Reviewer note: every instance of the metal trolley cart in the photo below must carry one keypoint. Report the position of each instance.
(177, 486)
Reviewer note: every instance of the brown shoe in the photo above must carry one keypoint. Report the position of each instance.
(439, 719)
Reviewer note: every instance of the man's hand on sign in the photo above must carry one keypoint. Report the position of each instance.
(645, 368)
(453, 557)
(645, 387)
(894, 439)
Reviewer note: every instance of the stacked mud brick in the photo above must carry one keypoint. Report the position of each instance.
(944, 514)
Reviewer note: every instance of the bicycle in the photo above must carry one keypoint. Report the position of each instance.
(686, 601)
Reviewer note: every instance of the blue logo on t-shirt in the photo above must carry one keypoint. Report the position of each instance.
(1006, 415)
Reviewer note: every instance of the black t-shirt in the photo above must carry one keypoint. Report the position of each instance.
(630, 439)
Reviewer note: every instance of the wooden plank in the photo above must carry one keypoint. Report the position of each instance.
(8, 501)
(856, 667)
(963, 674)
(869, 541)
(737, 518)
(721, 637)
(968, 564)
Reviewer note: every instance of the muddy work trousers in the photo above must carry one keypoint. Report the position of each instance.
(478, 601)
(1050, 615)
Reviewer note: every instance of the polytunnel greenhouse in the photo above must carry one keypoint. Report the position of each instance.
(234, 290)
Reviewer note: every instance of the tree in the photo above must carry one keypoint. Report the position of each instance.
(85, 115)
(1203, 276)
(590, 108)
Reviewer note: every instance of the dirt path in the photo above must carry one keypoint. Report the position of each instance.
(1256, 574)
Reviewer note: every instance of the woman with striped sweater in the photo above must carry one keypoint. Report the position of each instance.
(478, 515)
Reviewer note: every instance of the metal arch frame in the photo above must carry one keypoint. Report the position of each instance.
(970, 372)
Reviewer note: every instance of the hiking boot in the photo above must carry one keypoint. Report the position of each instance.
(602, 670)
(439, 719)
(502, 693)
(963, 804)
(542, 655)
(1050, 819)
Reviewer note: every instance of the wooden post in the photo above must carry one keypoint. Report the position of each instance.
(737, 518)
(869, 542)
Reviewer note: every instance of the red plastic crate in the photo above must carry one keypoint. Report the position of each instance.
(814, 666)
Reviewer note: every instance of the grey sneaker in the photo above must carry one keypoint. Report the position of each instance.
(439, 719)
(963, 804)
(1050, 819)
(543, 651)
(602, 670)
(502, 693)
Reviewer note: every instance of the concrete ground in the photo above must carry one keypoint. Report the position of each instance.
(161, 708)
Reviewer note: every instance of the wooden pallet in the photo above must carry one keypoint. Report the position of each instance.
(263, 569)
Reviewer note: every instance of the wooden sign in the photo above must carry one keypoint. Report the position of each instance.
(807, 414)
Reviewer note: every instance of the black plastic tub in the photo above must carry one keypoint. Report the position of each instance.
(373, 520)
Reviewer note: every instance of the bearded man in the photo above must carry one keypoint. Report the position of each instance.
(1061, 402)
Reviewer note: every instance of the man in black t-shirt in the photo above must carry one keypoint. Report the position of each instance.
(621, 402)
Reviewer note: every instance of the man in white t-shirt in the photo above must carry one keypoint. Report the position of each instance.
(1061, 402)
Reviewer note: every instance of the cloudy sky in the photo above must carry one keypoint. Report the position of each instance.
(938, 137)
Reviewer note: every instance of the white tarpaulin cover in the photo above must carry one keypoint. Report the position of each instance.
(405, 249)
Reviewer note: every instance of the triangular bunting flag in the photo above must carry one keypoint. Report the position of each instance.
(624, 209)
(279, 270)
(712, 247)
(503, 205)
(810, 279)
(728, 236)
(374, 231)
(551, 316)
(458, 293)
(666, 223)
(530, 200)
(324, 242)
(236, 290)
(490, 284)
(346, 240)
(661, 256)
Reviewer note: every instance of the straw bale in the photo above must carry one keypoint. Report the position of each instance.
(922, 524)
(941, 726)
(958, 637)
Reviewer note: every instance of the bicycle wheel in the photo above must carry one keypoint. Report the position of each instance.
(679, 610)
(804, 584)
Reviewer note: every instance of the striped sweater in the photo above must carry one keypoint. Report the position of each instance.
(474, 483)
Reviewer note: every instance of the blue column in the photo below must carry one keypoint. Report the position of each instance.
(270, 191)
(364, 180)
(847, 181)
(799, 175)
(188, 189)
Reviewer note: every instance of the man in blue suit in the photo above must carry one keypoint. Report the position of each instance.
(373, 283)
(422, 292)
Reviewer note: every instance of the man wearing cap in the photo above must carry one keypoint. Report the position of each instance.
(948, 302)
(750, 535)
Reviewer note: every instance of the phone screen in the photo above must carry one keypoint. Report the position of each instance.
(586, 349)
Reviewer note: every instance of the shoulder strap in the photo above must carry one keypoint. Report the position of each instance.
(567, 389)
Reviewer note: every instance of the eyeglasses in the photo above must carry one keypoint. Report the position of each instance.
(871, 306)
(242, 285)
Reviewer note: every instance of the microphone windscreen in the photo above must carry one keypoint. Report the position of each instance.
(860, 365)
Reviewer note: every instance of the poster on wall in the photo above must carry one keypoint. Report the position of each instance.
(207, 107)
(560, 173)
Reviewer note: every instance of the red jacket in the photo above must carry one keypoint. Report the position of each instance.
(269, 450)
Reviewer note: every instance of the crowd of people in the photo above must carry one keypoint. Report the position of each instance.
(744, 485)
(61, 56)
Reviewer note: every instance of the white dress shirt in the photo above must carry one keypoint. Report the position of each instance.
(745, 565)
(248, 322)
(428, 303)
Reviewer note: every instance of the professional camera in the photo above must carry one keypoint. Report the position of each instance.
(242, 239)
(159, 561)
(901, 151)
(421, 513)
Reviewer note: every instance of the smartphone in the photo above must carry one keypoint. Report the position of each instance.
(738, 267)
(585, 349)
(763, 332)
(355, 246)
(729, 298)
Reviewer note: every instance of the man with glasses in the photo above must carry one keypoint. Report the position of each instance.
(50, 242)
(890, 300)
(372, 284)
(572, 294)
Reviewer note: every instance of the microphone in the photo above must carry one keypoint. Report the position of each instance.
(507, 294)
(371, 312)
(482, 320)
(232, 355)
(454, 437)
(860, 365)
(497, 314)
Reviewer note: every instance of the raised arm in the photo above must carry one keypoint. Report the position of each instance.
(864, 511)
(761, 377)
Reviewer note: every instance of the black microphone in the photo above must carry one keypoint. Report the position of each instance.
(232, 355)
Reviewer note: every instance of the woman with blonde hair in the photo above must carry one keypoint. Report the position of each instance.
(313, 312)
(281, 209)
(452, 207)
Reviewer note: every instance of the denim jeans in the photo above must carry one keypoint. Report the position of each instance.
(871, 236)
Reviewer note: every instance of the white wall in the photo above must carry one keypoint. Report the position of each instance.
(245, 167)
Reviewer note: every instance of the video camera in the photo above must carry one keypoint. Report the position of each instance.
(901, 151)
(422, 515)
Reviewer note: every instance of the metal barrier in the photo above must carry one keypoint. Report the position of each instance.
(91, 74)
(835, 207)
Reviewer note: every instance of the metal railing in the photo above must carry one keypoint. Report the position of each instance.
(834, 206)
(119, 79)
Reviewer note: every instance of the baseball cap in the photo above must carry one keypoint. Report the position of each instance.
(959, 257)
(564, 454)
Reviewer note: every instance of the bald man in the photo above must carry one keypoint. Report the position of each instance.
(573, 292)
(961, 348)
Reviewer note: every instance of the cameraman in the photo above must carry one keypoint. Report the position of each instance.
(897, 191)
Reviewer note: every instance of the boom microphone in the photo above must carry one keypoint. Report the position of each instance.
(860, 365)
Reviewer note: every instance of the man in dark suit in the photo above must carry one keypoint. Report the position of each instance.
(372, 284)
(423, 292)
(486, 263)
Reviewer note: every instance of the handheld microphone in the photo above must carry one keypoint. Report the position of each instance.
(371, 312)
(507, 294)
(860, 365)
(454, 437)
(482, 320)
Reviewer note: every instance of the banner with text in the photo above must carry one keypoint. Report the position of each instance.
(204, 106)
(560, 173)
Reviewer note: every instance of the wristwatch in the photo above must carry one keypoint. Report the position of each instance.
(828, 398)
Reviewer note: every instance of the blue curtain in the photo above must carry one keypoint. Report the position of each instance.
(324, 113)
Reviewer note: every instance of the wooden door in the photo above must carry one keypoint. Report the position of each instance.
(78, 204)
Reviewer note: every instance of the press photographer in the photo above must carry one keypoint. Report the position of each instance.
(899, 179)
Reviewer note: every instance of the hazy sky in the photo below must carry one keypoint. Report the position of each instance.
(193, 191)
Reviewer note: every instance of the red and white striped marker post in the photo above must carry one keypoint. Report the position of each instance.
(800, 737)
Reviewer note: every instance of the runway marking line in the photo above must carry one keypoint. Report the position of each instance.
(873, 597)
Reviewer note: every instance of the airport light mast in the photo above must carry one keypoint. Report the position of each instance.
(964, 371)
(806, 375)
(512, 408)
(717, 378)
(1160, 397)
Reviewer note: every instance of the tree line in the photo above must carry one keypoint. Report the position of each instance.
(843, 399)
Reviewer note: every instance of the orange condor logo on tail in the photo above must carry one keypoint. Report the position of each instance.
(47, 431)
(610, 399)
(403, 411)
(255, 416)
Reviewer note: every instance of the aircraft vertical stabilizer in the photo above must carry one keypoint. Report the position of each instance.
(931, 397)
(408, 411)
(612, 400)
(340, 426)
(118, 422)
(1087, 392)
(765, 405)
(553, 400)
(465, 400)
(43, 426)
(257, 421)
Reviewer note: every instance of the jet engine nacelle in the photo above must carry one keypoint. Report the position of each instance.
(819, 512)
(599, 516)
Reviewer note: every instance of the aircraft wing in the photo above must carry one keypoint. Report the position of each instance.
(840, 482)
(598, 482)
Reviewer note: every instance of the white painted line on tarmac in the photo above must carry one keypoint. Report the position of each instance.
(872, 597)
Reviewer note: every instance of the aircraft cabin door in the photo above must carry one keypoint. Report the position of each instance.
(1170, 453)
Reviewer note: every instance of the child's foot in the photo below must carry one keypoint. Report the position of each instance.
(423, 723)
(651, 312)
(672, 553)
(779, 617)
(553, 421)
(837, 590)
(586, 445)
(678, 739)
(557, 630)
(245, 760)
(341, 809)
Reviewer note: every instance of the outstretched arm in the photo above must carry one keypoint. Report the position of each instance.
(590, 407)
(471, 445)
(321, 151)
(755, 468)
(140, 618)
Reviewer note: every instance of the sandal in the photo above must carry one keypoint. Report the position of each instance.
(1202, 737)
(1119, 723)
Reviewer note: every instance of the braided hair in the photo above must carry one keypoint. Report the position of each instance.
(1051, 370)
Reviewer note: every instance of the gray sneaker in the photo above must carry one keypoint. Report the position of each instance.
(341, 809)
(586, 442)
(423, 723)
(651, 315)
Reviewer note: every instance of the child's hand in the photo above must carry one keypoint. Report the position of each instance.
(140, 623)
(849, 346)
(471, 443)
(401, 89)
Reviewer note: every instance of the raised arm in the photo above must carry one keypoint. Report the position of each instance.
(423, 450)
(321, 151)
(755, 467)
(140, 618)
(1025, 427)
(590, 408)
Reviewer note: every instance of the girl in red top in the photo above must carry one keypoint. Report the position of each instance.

§ What this task involves
Reproduce verbatim everything from the beginning of the records down to the line containing "(1006, 415)", including that line.

§ Written answer
Reviewer note: every instance of the metal trolley cart in the photo below must carry one keypoint. Report the position of each instance.
(177, 486)
Reviewer note: every instance of the brown shoe in the photo above must carry one keypoint. Report the position of each instance.
(439, 719)
Reviewer note: every instance of the man's hand on sign in the photo above must carry one keypoint. Report the position of each instance.
(645, 368)
(453, 557)
(645, 387)
(894, 439)
Reviewer note: every instance of the stacked mud brick in the photo above must carry one keypoint. Report the position of each instance.
(944, 514)
Reviewer note: every instance of the bicycle in the photo above must carry one keypoint. Report the position of each instance.
(686, 601)
Reviewer note: every instance of the blue logo on t-shirt in the photo above must carry one keypoint. Report the position of each instance.
(1006, 415)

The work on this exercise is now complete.